== CHALLENGE ==
Rewrite the records below as a numbered list, skipping any blank lines and leaving out the picture.

+ + + +

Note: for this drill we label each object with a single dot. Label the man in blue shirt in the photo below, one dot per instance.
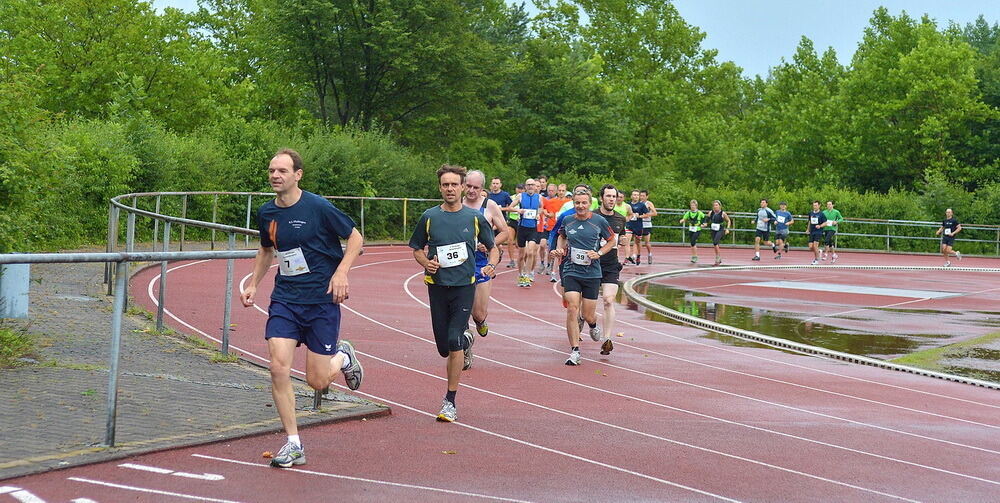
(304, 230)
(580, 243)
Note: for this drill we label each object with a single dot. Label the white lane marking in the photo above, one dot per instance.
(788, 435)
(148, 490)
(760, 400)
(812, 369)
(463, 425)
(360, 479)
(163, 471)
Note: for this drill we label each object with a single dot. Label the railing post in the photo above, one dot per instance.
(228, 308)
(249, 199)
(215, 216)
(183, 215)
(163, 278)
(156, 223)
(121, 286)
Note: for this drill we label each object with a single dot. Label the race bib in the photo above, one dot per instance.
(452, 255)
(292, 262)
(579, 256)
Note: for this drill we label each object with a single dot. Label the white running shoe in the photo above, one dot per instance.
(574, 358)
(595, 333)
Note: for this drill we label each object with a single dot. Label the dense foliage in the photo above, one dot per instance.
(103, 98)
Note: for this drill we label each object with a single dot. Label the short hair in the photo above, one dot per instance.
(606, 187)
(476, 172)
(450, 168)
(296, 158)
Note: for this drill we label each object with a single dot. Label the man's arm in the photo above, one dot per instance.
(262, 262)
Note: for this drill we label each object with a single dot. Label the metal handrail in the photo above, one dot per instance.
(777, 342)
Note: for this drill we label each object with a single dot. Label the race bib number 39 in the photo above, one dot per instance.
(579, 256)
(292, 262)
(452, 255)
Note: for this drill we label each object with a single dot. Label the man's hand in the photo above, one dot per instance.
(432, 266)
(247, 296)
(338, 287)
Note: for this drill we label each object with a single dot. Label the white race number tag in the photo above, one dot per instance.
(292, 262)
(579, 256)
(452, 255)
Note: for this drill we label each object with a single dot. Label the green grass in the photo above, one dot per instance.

+ + + +

== TASK RESULT ==
1. Note: for this drill we label each object with a single dot. Label the man in blue shirt in the photo below, one dot per instance.
2. (304, 230)
3. (580, 243)
4. Note: for this drill we label each object with a single dot. Label the white lane marking in the photo above, one dot per instance.
5. (788, 435)
6. (148, 490)
7. (760, 400)
8. (812, 369)
9. (463, 425)
10. (360, 479)
11. (163, 471)
12. Note: for this drill we label each object with a single dot. Label the railing post in the photo above, one dot per instance.
13. (228, 308)
14. (249, 199)
15. (215, 216)
16. (183, 215)
17. (163, 278)
18. (156, 223)
19. (121, 286)
20. Note: for this drill we label each object with a single dot. Label the race bib in the photo above, one dot per instance.
21. (452, 255)
22. (292, 262)
23. (579, 256)
24. Note: for this drill we label each object with a single dot. Label the white running shoe in the photo above, one dot per instance.
25. (574, 358)
26. (595, 333)
27. Note: for this drill we label each object with a single dot. Label the dense foliage in the photo above, one dot per instance.
28. (103, 98)
29. Note: for this drill we label each object with a single dot. Label the short hair in the photo above, one dot per instance.
30. (606, 187)
31. (476, 172)
32. (450, 168)
33. (296, 158)
34. Note: for this drill we label each object with a single dot. Label the man's arm in the photo above, one dot per instance.
35. (262, 262)
36. Note: for this drill we label each object with a single dot. Label the metal handrail in the photo above, one dot per instance.
37. (777, 342)
38. Note: for this drill we label each object with a single dot. Label the race bib number 39 in the photo above, one dot per instance.
39. (579, 256)
40. (292, 262)
41. (452, 255)
42. Note: for this drill we label each object with a single dot. Label the man's hand in the photo above, one dot per instance.
43. (432, 266)
44. (247, 296)
45. (338, 287)
46. Note: for this drill we label each object with a single dot. Label the white race number tag in the photo above, one dot per instance.
47. (292, 262)
48. (579, 256)
49. (452, 255)
50. Note: for this drill we label each object with a single dot. Label the green grass in the photo above, one dot per instance.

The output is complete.